Extrait choisi:
========

Par : B.Mustapha
Près de 70 personnes ont été arrêtées dans la soirée de jeudi à Annaba pour « organisation ou participation à une fête et à des rites sataniques », avons-nous appris des enquêteurs en charge de l’affaire.
Suite à une commission rogatoire délivrée par les autorités judiciaires d’Oran, les éléments de la sûreté de wilaya d’Annaba ont mené, jeudi soir, une descente au niveau d’une villa à Sidi Aissa, sur les hauteurs de la commune d’Annaba. Cette opération a permis l’arrestation pour examen de situation de près de soixante-dix personnes, dont une trentaine de femmes parmi lesquelles se trouvaient deux ressortissantes étrangères. Des enquêteurs de la police judiciaire nous ont révélé qu’au moins 6 des individus présents à ladite fête ont été placés en garde à vue avant leur présentation dimanche par-devant le procureur de la république près le tribunal d’Annaba.

========

Consigne 1: Déterminez combien de lignes ci-dessous contiennent la chaîne "bird", en tenant compte de la casse. Indiquez seulement ce nombre.

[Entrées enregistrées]
========

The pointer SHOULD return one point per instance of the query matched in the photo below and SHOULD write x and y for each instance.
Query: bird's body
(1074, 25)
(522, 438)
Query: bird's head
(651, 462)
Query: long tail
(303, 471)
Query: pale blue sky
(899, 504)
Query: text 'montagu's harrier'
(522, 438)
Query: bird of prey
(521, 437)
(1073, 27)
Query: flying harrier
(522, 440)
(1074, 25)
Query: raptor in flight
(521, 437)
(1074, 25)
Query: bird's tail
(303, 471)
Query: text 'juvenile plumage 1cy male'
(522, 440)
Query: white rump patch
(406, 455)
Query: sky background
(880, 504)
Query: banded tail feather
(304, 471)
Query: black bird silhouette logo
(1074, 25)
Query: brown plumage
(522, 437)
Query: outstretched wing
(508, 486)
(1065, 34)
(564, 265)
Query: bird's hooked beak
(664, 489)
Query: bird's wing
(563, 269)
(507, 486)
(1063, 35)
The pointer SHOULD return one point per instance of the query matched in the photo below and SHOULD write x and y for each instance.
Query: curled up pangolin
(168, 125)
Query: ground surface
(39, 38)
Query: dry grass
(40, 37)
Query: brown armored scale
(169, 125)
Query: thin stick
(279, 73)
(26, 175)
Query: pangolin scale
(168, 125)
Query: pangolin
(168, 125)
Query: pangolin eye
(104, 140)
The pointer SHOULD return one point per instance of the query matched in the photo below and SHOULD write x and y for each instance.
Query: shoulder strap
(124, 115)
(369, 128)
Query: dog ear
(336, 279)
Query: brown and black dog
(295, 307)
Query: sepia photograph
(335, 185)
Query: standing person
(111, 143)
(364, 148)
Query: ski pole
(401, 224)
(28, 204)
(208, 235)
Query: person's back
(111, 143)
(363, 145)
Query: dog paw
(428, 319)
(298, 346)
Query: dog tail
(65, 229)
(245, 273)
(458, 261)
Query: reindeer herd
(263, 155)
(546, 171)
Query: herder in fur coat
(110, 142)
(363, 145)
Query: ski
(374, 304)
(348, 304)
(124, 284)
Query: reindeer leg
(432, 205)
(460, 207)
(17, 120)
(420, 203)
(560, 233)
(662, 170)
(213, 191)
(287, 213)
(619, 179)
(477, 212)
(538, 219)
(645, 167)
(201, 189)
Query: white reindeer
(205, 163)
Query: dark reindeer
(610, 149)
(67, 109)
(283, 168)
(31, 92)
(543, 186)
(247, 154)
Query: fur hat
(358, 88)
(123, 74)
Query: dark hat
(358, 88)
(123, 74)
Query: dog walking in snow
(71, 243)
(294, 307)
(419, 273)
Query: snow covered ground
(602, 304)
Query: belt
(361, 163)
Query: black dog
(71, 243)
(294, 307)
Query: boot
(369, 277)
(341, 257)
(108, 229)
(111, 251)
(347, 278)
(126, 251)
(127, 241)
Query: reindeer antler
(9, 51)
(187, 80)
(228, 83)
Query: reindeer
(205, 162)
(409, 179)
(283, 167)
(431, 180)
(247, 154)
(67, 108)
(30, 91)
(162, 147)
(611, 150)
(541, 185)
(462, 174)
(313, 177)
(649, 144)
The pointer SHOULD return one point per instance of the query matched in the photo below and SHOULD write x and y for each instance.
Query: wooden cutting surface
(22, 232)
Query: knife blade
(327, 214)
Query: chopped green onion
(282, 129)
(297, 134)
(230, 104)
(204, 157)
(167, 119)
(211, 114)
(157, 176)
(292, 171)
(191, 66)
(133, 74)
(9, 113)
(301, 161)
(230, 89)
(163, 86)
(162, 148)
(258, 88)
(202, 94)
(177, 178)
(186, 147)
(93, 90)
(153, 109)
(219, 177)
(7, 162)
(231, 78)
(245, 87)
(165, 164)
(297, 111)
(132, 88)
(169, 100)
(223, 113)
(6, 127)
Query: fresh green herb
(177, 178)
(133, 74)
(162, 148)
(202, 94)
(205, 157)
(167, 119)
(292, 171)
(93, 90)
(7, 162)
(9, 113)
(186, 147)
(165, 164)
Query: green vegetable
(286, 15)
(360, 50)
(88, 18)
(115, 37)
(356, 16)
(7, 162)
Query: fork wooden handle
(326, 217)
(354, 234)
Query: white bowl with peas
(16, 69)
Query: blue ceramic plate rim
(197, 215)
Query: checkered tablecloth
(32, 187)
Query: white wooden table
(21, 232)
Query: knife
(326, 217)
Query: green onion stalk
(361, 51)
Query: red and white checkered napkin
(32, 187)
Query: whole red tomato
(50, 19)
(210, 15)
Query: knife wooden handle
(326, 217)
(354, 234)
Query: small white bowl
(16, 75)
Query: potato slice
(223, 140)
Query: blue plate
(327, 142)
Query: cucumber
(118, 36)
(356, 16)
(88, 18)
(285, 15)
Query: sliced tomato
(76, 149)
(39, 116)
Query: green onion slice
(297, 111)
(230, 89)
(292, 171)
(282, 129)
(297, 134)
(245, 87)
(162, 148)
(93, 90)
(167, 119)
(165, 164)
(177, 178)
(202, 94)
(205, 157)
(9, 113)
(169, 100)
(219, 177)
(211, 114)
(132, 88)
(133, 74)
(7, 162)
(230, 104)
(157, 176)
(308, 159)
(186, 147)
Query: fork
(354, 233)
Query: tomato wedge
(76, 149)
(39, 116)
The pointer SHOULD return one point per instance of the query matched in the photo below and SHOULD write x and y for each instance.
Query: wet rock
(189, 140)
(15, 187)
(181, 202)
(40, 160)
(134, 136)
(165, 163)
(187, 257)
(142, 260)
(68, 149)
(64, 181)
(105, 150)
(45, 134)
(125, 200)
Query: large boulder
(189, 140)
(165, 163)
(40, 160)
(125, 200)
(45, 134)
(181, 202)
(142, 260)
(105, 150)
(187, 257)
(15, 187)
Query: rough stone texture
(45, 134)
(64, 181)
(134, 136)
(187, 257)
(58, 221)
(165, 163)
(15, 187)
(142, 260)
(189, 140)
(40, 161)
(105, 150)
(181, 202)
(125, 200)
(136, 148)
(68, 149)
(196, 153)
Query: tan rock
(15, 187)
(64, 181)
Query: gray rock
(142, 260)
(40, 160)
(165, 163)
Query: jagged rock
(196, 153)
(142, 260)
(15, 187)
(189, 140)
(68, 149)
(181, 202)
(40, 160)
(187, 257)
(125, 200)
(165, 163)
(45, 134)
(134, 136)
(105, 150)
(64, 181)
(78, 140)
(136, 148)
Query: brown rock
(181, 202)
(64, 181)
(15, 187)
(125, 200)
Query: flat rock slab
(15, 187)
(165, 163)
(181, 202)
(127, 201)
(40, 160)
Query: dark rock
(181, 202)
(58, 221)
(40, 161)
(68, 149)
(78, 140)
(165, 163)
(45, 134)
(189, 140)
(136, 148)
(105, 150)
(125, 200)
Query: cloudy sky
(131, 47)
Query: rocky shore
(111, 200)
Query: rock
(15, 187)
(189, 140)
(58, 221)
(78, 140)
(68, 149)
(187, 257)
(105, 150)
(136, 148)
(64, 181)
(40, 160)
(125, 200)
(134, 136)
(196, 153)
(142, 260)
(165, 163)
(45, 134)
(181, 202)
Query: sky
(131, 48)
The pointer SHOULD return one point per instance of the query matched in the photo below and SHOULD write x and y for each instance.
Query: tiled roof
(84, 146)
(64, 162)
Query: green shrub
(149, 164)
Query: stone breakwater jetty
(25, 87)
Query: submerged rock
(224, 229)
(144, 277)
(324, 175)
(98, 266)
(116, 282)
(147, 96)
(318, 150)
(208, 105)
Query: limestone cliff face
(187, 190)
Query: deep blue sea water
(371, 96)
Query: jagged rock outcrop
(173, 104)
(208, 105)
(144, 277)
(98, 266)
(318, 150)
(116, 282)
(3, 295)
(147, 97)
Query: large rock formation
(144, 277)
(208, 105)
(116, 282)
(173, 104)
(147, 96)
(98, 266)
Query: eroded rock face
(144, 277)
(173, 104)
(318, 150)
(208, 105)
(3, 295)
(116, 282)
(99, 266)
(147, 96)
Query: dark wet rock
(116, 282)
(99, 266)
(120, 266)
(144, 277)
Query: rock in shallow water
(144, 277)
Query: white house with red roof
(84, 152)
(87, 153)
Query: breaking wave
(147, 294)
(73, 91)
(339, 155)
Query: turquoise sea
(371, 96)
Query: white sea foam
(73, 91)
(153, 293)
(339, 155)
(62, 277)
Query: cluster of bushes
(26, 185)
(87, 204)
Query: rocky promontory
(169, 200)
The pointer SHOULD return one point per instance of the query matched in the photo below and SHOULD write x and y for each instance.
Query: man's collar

========

Consigne 2: Relevez tous les noms de lieux cités dans l'extrait choisi, chacun une seule fois.

Réponse complète 1: 7

Réponse complète 2: Annaba, Oran, Sidi Aissa